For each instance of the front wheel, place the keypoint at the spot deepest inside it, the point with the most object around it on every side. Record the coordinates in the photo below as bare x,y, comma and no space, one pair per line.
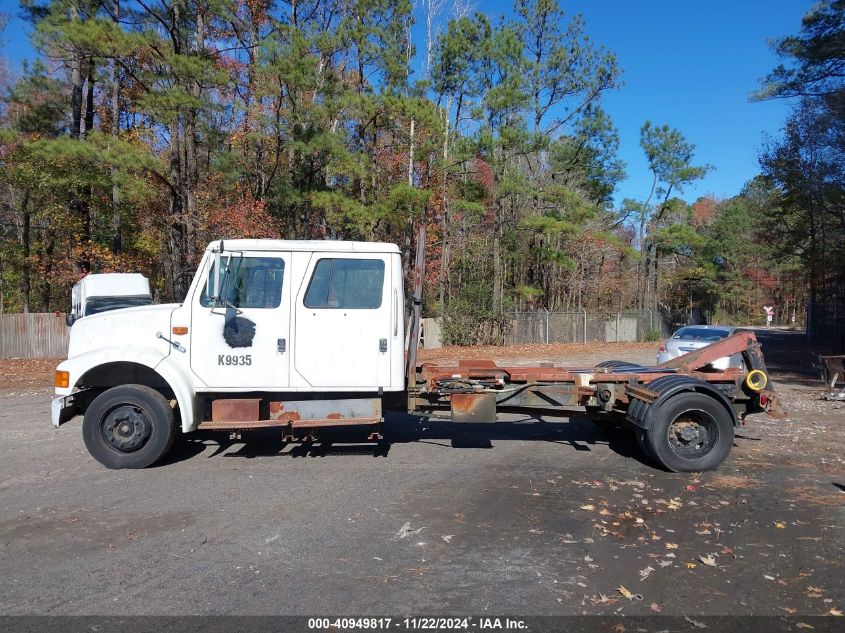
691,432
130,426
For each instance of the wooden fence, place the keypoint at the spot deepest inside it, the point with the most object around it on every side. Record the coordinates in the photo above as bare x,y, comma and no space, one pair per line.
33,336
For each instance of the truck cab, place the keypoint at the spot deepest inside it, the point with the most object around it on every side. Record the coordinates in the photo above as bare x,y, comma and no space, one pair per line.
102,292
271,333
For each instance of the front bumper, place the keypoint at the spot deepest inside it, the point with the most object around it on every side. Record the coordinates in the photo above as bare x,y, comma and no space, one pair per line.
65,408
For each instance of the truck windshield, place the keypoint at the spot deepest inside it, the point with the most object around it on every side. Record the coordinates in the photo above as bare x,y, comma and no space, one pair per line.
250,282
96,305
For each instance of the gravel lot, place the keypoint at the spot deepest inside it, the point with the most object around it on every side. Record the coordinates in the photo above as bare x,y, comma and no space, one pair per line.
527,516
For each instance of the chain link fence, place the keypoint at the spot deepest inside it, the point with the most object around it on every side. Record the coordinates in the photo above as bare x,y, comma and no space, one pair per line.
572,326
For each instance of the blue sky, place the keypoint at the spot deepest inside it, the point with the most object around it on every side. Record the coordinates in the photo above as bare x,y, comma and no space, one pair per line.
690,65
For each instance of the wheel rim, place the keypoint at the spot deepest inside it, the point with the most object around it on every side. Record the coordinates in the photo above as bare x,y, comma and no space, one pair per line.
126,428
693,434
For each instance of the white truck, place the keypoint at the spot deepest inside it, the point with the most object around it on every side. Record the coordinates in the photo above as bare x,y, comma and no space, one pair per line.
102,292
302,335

...

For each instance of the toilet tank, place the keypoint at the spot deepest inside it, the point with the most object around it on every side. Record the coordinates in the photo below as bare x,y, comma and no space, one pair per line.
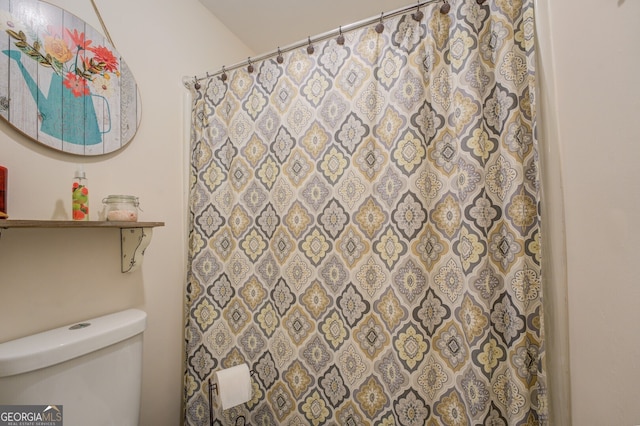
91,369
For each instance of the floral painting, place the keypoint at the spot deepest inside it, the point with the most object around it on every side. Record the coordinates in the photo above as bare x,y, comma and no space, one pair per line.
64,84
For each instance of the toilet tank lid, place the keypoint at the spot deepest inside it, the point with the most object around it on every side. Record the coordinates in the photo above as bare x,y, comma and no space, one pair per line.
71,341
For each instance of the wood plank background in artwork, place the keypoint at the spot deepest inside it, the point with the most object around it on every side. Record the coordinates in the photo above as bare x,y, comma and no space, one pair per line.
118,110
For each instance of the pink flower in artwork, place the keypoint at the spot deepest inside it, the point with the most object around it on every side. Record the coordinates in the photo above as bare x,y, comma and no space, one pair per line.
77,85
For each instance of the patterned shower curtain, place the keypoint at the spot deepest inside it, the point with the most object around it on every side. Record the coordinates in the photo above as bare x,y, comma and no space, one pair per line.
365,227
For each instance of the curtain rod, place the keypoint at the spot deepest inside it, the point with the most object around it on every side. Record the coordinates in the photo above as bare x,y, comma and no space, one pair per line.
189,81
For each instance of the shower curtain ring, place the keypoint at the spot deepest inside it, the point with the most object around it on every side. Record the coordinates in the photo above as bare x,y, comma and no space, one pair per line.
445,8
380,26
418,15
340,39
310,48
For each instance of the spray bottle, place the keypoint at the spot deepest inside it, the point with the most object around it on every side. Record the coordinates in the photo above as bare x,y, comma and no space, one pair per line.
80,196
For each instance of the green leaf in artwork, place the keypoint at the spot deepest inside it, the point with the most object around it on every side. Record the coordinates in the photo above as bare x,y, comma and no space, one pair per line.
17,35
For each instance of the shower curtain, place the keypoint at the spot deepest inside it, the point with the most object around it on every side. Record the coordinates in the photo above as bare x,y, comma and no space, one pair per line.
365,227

...

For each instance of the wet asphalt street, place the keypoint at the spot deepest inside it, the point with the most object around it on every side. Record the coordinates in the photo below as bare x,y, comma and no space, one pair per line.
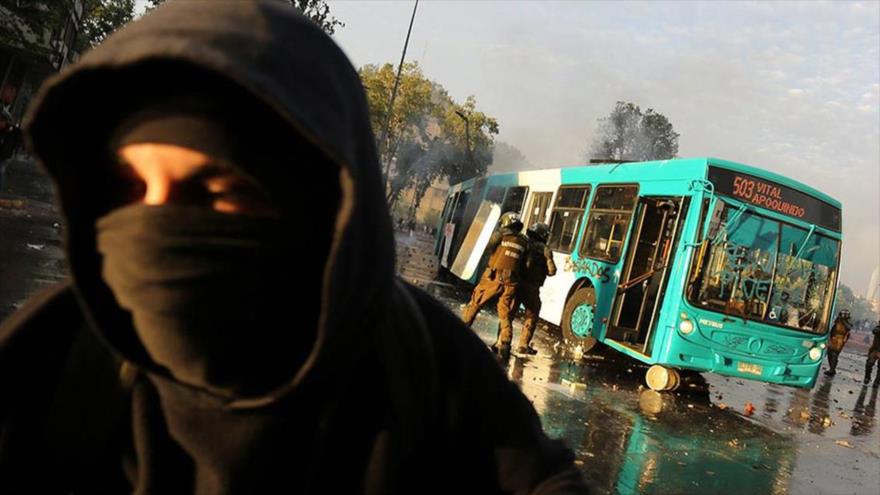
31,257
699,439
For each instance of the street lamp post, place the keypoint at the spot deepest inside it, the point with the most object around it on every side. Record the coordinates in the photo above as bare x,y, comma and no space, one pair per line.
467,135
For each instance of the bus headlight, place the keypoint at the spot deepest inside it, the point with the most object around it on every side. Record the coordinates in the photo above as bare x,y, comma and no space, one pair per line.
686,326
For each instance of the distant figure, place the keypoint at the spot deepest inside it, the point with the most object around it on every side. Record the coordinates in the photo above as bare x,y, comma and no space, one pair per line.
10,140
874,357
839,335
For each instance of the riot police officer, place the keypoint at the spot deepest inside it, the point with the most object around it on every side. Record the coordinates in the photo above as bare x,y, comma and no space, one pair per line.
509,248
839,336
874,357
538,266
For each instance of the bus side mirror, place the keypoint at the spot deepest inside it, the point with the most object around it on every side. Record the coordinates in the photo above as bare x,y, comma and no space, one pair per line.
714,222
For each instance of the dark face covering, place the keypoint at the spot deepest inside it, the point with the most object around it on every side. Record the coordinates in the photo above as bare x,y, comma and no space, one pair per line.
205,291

- _TASK TO CARRY OUT_
List every line of the material above that contains the string "plank", treating uppercase and lowercase as different.

- _CORRECT OUTPUT_
For each instance of the wood plank background in artwork, place the keypoint at the spot deepest inside it, the point with the most object around it on every side. Record the coordinates in the photo above as bare x,y, comma and no space, one pair per line.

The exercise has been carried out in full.